_Supplied text_
________________________________________

This is very sad news. Harold Gould was one of those "Hey, it's that guy!" character actors who could always be counted on to provide an entertaining performance.
Twice, he was cast as the dad in pilots for successful, long-running series, but was replaced when the shows went to air: That Girl and Happy Days. I don't know why he wasn't chosen for Happy Days the series, but I recall a documentary about television several years ago about Jewish actors that specifically stated Gould wasn't chosen for That Girl the series because he was perceived as being too ethnic for Middle America. That makes no sense to me, but there it was.
Some actors can play only certain types effectively. For example, long-time familiar television faces like Lloyd Bochner, Fritz Weaver, Alfred Ryder, Albert Paulsen, and Dan Duryea were always the "secret villain"---if a plot called for a spy, traitor, or sell-out, and one of those actors was in the episode, then he was it. Meanwhile, guys like Clint Walker, Steve Holland, and Doug McClure were doomed to be good guys.

________________________________________

_What is required_
Rewrite the stretch of the Harold Gould text that opens with the words "This is very" and closes with "an entertaining performance.", switching "entertaining" to "enjoyable".

________________________________________

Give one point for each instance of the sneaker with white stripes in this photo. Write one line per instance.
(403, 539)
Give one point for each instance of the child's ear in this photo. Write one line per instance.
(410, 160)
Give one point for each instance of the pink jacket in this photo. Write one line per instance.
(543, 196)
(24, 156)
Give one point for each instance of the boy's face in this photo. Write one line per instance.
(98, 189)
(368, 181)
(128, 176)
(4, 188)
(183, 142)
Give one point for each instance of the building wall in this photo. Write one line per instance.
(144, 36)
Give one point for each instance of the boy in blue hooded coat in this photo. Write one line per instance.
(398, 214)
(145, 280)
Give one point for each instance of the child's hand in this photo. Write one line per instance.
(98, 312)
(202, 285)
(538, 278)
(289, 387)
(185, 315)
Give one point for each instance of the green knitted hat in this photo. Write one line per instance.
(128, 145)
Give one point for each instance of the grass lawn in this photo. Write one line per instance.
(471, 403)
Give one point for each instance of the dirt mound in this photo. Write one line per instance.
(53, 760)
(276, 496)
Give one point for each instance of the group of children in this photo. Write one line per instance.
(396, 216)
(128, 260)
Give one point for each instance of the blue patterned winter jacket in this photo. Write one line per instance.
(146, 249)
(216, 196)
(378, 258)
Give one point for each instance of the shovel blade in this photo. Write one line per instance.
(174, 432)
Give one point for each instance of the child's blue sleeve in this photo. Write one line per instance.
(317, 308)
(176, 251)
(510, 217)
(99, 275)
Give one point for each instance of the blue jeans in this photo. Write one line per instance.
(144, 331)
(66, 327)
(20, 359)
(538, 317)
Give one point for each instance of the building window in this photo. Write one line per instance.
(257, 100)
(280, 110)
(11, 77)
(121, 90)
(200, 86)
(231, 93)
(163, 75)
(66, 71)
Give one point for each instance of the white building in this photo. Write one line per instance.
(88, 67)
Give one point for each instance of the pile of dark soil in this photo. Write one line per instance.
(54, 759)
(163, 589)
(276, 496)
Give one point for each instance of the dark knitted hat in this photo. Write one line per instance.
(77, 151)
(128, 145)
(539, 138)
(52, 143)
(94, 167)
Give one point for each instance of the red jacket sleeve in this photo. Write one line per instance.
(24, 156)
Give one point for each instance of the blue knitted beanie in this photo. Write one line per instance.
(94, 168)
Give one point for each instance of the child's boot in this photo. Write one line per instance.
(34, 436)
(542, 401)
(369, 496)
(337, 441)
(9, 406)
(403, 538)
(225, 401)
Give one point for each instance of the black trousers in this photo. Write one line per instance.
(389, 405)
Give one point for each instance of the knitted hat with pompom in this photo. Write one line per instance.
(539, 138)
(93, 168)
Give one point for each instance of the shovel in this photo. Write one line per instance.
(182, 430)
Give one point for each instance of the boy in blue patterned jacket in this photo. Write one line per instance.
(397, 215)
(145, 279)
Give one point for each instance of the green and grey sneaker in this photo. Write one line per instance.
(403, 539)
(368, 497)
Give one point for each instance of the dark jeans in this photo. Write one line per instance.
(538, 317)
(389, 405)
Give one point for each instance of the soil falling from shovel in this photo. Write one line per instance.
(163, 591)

________________________________________

_Solution to the problem_
This is very sad news. Harold Gould was one of those "Hey, it's that guy!" character actors who could always be counted on to provide an enjoyable performance.